**Goal of the exercise**
Say how many lines in the entries contain "girl", giving only the number.

━━━ Entries supplied ━━━

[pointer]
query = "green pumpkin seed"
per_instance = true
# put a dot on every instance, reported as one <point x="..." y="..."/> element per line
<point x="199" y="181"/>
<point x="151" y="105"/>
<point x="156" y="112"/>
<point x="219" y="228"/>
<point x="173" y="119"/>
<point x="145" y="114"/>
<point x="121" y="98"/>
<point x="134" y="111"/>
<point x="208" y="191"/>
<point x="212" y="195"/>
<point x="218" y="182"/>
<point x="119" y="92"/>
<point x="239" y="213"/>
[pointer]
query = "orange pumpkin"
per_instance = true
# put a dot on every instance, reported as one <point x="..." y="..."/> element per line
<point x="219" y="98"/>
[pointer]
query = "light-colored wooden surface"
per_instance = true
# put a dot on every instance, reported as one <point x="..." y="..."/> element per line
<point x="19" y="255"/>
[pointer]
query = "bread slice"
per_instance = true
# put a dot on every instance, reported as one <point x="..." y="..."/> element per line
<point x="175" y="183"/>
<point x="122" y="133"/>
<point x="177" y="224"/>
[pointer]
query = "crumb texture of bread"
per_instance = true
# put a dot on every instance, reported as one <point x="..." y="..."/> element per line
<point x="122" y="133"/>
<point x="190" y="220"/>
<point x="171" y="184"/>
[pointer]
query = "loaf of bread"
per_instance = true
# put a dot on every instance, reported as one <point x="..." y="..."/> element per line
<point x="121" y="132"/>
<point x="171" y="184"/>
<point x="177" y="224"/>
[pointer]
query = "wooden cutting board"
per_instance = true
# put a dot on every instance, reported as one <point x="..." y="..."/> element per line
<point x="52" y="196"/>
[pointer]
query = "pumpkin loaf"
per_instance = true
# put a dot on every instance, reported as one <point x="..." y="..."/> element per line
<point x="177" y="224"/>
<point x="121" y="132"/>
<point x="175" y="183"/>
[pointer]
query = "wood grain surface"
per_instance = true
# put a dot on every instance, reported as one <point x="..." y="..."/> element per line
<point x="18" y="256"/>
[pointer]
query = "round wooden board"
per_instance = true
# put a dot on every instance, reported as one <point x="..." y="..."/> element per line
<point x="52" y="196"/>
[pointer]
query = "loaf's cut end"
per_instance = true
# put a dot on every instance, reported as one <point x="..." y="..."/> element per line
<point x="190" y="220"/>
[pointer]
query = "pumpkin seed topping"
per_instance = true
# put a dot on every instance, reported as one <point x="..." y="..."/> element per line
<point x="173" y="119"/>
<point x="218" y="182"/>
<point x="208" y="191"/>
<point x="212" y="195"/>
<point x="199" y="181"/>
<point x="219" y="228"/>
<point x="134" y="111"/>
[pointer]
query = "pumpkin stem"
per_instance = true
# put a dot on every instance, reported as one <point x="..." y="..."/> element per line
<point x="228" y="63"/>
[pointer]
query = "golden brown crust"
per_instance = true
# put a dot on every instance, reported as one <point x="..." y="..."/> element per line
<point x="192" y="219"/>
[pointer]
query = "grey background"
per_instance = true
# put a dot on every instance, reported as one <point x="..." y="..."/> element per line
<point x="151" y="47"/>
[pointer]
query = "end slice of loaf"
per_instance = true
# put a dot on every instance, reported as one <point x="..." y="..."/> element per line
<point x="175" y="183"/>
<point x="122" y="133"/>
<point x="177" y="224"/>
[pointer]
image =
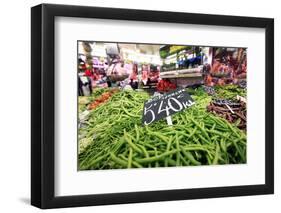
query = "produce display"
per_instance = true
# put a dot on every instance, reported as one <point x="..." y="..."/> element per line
<point x="112" y="136"/>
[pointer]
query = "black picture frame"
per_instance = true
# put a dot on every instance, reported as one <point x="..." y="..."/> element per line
<point x="43" y="102"/>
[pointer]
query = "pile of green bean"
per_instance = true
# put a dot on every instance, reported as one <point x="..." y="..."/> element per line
<point x="117" y="139"/>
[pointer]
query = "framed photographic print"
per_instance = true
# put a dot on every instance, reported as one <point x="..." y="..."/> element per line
<point x="139" y="106"/>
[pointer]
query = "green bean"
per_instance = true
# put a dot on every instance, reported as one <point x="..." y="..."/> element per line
<point x="118" y="160"/>
<point x="215" y="161"/>
<point x="130" y="158"/>
<point x="156" y="158"/>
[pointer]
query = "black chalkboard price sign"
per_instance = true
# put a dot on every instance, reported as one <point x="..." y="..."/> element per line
<point x="165" y="105"/>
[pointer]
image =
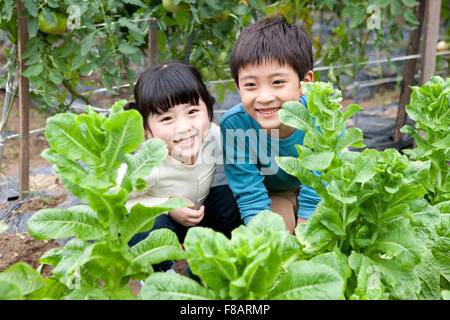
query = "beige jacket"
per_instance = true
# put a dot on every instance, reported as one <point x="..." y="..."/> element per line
<point x="176" y="179"/>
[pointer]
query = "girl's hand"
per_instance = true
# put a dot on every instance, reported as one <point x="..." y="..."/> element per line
<point x="187" y="217"/>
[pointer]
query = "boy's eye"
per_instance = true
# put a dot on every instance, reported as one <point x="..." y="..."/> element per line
<point x="278" y="82"/>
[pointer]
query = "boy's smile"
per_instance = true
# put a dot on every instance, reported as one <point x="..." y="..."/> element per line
<point x="264" y="88"/>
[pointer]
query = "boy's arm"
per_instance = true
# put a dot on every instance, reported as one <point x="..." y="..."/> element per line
<point x="245" y="180"/>
<point x="307" y="200"/>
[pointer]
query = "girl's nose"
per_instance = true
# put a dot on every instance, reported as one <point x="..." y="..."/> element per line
<point x="183" y="125"/>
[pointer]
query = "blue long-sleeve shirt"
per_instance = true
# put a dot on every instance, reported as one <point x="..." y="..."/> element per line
<point x="250" y="167"/>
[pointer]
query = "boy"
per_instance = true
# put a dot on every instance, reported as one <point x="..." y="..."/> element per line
<point x="268" y="61"/>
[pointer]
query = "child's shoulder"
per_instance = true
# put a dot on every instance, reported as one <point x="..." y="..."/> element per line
<point x="234" y="114"/>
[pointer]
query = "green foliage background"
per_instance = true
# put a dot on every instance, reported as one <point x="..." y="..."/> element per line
<point x="110" y="40"/>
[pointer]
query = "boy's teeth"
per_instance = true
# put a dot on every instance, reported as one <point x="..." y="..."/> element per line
<point x="267" y="112"/>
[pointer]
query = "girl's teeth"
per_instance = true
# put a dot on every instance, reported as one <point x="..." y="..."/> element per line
<point x="268" y="112"/>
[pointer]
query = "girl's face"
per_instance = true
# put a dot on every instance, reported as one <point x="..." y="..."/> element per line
<point x="183" y="128"/>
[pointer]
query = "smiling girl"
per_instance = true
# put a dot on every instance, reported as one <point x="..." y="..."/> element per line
<point x="177" y="108"/>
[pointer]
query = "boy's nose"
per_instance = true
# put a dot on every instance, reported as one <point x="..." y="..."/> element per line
<point x="265" y="97"/>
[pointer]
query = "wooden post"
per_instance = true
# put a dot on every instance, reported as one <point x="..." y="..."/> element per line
<point x="152" y="42"/>
<point x="24" y="106"/>
<point x="410" y="70"/>
<point x="431" y="31"/>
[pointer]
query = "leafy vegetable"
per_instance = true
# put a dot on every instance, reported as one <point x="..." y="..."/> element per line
<point x="86" y="152"/>
<point x="372" y="203"/>
<point x="256" y="263"/>
<point x="430" y="108"/>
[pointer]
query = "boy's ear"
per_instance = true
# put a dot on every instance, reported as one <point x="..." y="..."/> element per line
<point x="309" y="77"/>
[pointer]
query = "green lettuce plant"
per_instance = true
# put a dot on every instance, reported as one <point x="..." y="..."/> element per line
<point x="371" y="204"/>
<point x="430" y="108"/>
<point x="86" y="151"/>
<point x="258" y="262"/>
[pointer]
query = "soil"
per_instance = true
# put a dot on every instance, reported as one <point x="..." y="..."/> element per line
<point x="34" y="204"/>
<point x="17" y="247"/>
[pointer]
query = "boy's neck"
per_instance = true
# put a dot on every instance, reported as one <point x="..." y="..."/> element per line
<point x="281" y="133"/>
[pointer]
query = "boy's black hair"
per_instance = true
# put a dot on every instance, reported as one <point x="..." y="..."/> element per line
<point x="163" y="86"/>
<point x="272" y="38"/>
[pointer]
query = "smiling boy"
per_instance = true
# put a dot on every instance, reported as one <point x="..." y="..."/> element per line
<point x="268" y="61"/>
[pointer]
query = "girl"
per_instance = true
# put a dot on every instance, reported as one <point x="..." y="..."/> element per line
<point x="177" y="108"/>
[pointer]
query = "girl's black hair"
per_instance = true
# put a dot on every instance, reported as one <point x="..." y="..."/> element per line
<point x="165" y="85"/>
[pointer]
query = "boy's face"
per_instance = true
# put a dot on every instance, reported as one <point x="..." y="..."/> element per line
<point x="264" y="88"/>
<point x="183" y="128"/>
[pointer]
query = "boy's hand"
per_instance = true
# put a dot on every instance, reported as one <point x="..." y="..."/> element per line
<point x="187" y="217"/>
<point x="301" y="220"/>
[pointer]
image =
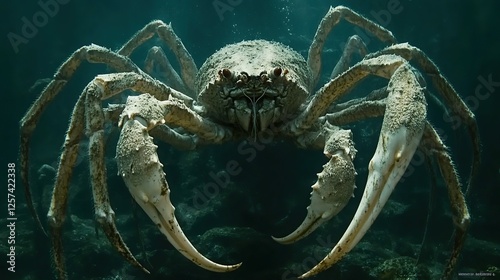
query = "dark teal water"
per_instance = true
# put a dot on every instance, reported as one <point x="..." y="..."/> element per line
<point x="268" y="197"/>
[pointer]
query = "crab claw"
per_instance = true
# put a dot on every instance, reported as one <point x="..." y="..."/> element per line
<point x="140" y="168"/>
<point x="334" y="187"/>
<point x="402" y="129"/>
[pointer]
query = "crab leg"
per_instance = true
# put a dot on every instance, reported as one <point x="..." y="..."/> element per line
<point x="140" y="168"/>
<point x="402" y="129"/>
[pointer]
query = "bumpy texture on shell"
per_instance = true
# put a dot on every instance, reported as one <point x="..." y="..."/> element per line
<point x="253" y="57"/>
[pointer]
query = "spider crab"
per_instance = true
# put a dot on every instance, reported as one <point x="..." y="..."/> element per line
<point x="242" y="90"/>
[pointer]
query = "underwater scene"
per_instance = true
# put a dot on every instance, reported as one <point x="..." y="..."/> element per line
<point x="294" y="139"/>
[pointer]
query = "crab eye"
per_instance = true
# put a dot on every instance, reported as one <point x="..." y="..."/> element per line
<point x="277" y="71"/>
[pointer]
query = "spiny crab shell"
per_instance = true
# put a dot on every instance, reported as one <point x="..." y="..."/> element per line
<point x="253" y="84"/>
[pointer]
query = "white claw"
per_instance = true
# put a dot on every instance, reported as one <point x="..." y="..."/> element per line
<point x="334" y="187"/>
<point x="139" y="164"/>
<point x="400" y="136"/>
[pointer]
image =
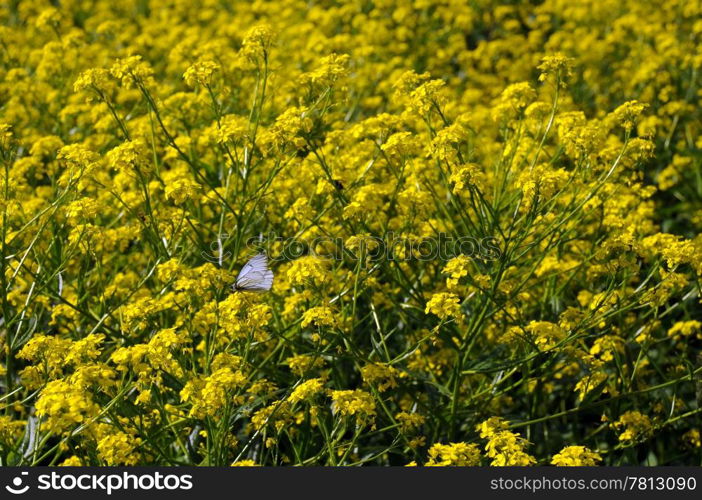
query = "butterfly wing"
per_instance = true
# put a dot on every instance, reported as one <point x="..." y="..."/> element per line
<point x="255" y="275"/>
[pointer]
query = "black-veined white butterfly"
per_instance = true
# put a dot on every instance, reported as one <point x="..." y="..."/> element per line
<point x="255" y="275"/>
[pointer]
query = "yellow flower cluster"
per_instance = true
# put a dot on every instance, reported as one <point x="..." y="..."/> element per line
<point x="482" y="218"/>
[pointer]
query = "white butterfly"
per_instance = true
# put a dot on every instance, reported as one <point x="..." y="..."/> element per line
<point x="255" y="275"/>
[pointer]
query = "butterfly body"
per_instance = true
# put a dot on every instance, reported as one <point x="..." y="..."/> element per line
<point x="254" y="276"/>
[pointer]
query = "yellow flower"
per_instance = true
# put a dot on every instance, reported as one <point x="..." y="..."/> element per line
<point x="576" y="456"/>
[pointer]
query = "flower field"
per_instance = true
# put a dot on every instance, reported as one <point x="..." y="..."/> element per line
<point x="482" y="218"/>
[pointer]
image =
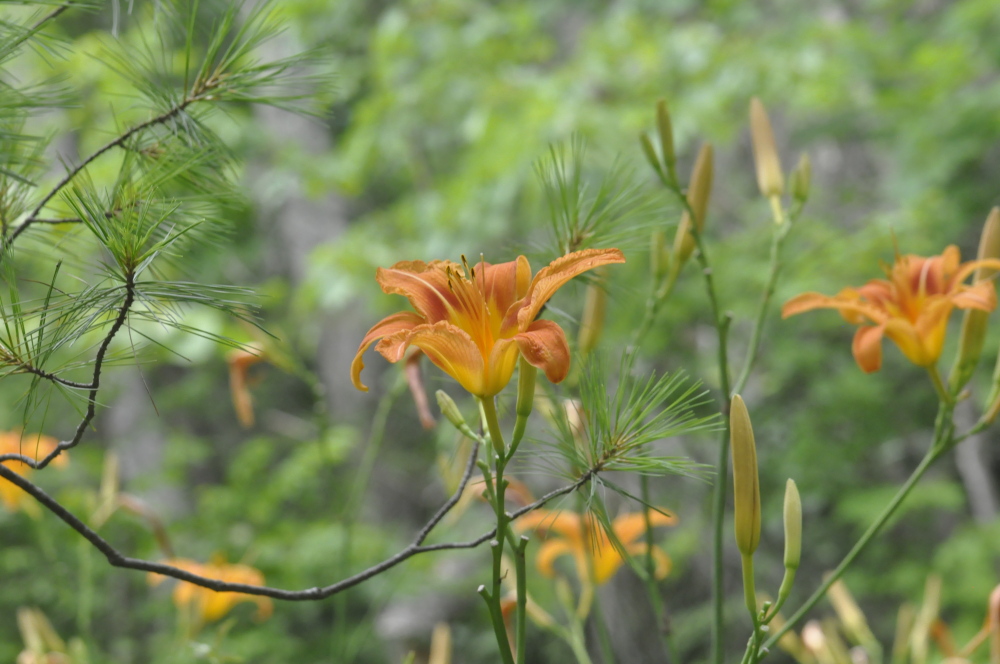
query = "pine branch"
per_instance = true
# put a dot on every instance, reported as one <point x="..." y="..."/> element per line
<point x="95" y="386"/>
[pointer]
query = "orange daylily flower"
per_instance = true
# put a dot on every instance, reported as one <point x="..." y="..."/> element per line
<point x="585" y="539"/>
<point x="208" y="605"/>
<point x="474" y="322"/>
<point x="911" y="307"/>
<point x="34" y="446"/>
<point x="240" y="360"/>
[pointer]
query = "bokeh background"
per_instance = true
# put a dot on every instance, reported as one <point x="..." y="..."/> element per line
<point x="426" y="148"/>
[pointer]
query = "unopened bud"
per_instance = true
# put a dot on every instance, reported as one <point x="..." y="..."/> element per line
<point x="793" y="525"/>
<point x="453" y="414"/>
<point x="650" y="153"/>
<point x="659" y="257"/>
<point x="592" y="322"/>
<point x="974" y="322"/>
<point x="665" y="128"/>
<point x="697" y="196"/>
<point x="746" y="487"/>
<point x="765" y="154"/>
<point x="801" y="179"/>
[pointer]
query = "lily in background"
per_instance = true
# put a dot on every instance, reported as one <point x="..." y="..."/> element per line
<point x="206" y="605"/>
<point x="581" y="536"/>
<point x="474" y="322"/>
<point x="911" y="306"/>
<point x="35" y="446"/>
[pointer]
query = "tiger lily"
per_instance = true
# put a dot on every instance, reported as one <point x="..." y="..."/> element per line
<point x="473" y="322"/>
<point x="32" y="446"/>
<point x="591" y="548"/>
<point x="911" y="307"/>
<point x="207" y="605"/>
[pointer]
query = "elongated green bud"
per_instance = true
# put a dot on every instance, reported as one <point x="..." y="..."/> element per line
<point x="592" y="322"/>
<point x="697" y="195"/>
<point x="650" y="153"/>
<point x="793" y="526"/>
<point x="746" y="486"/>
<point x="793" y="539"/>
<point x="802" y="179"/>
<point x="453" y="414"/>
<point x="659" y="257"/>
<point x="666" y="130"/>
<point x="974" y="322"/>
<point x="526" y="374"/>
<point x="765" y="154"/>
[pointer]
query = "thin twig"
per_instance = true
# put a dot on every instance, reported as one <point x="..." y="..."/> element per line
<point x="176" y="110"/>
<point x="116" y="559"/>
<point x="95" y="385"/>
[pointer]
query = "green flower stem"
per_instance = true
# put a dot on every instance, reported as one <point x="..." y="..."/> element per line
<point x="941" y="444"/>
<point x="777" y="239"/>
<point x="657" y="297"/>
<point x="749" y="589"/>
<point x="652" y="588"/>
<point x="722" y="467"/>
<point x="522" y="598"/>
<point x="500" y="457"/>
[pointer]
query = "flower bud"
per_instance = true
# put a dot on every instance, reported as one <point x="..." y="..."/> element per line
<point x="765" y="154"/>
<point x="659" y="257"/>
<point x="697" y="197"/>
<point x="650" y="153"/>
<point x="592" y="322"/>
<point x="453" y="414"/>
<point x="801" y="179"/>
<point x="970" y="343"/>
<point x="746" y="487"/>
<point x="665" y="128"/>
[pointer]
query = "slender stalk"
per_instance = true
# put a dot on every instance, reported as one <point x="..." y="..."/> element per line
<point x="650" y="583"/>
<point x="500" y="485"/>
<point x="522" y="599"/>
<point x="777" y="239"/>
<point x="937" y="449"/>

━━━

**Your response**
7